**PROBLEM DETAILS**
Report each line below that contains the string "strap", copying those lines in full.

**PROVIDED MATERIAL**

═══

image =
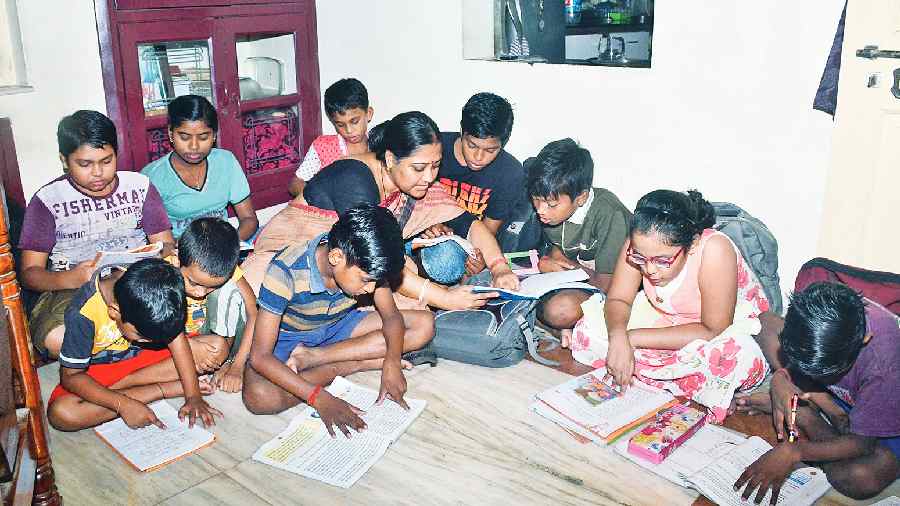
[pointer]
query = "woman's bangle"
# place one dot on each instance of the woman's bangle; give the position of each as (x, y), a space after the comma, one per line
(311, 400)
(784, 372)
(495, 262)
(422, 290)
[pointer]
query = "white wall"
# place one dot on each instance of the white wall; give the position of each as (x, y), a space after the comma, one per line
(726, 107)
(62, 58)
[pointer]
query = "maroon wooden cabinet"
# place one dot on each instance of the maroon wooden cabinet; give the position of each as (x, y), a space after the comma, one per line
(256, 60)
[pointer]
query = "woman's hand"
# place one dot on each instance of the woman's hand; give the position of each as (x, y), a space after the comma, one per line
(339, 413)
(620, 360)
(436, 231)
(475, 264)
(506, 279)
(462, 297)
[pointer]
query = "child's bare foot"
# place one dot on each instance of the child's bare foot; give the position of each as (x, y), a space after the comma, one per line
(757, 403)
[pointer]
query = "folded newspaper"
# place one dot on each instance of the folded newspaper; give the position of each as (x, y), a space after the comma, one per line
(306, 448)
(110, 258)
(709, 462)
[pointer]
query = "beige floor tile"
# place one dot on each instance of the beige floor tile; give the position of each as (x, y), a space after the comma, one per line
(219, 490)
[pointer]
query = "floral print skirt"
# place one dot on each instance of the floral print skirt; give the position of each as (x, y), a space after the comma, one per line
(709, 372)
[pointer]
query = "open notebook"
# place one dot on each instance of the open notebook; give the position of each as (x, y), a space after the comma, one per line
(596, 410)
(714, 458)
(306, 448)
(150, 448)
(533, 287)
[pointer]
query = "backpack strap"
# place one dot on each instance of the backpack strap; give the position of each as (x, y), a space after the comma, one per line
(532, 342)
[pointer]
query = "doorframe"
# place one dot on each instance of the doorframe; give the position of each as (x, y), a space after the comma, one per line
(108, 19)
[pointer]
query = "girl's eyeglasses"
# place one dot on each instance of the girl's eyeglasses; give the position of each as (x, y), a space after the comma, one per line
(661, 262)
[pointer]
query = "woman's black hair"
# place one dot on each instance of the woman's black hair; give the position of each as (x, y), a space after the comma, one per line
(192, 108)
(403, 134)
(824, 331)
(85, 127)
(675, 216)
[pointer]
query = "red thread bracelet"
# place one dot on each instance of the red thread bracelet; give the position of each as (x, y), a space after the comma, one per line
(496, 261)
(311, 400)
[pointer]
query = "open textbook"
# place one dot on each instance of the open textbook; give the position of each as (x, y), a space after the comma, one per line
(533, 287)
(464, 243)
(715, 457)
(150, 448)
(108, 258)
(306, 448)
(597, 410)
(716, 479)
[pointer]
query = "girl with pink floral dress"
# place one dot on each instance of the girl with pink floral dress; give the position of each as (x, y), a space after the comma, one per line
(691, 329)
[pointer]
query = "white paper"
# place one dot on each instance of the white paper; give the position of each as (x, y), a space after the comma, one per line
(306, 448)
(535, 286)
(149, 447)
(539, 408)
(579, 400)
(700, 450)
(466, 245)
(716, 480)
(129, 257)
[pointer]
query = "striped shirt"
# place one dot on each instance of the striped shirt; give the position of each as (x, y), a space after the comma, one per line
(294, 289)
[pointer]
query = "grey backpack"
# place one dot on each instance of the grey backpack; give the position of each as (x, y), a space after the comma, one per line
(757, 245)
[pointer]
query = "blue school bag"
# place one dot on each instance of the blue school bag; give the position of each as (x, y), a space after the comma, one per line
(497, 335)
(757, 245)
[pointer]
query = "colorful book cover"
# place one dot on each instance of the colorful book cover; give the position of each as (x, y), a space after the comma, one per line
(670, 430)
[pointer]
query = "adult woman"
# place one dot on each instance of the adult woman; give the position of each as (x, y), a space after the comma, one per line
(196, 179)
(397, 174)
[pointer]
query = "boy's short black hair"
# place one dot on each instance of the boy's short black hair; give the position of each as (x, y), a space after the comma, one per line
(346, 94)
(150, 296)
(371, 239)
(85, 127)
(487, 115)
(213, 244)
(561, 168)
(824, 331)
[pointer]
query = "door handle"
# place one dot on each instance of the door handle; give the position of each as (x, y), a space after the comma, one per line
(873, 53)
(895, 88)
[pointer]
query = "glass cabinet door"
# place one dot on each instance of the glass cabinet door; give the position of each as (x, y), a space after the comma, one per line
(270, 95)
(165, 63)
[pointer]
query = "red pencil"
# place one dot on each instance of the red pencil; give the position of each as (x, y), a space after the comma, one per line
(792, 426)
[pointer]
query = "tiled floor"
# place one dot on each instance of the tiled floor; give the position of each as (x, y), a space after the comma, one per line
(476, 443)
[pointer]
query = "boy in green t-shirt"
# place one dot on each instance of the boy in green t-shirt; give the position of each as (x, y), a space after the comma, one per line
(584, 227)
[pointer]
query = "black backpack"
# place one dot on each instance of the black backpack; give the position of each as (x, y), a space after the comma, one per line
(757, 245)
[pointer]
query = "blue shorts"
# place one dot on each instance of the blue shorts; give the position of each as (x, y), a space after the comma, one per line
(891, 443)
(322, 336)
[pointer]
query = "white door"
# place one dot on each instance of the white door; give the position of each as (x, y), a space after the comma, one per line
(860, 223)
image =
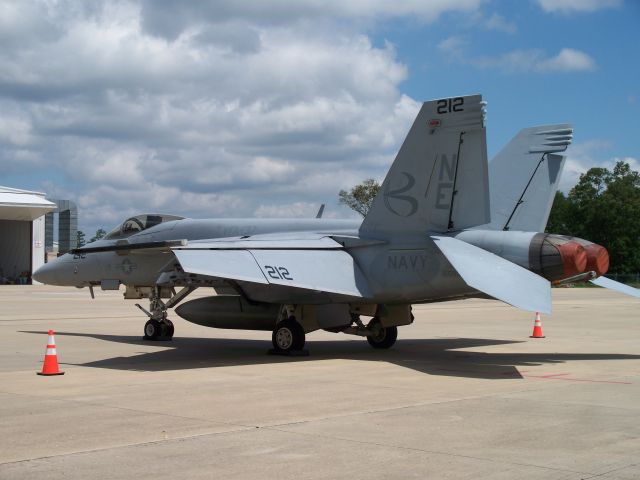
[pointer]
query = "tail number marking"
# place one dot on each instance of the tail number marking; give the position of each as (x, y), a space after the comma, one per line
(448, 105)
(278, 273)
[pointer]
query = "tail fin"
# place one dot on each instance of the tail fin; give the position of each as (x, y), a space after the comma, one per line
(524, 178)
(439, 180)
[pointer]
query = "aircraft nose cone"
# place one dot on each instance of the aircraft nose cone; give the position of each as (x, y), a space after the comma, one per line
(46, 274)
(56, 272)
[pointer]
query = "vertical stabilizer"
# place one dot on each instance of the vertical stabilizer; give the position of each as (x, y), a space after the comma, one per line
(524, 178)
(439, 180)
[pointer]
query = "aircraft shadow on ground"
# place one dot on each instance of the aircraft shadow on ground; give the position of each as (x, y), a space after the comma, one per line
(442, 356)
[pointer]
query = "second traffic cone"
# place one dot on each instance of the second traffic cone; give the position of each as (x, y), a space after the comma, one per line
(50, 366)
(537, 327)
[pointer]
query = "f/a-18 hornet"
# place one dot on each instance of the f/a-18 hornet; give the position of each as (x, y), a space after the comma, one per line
(430, 235)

═══

**SOLUTION FOR THIS TASK**
query = "backpack strap"
# place one dot on each instance of the backpack strap; give the position of each as (x, y), a space after the comma, one per line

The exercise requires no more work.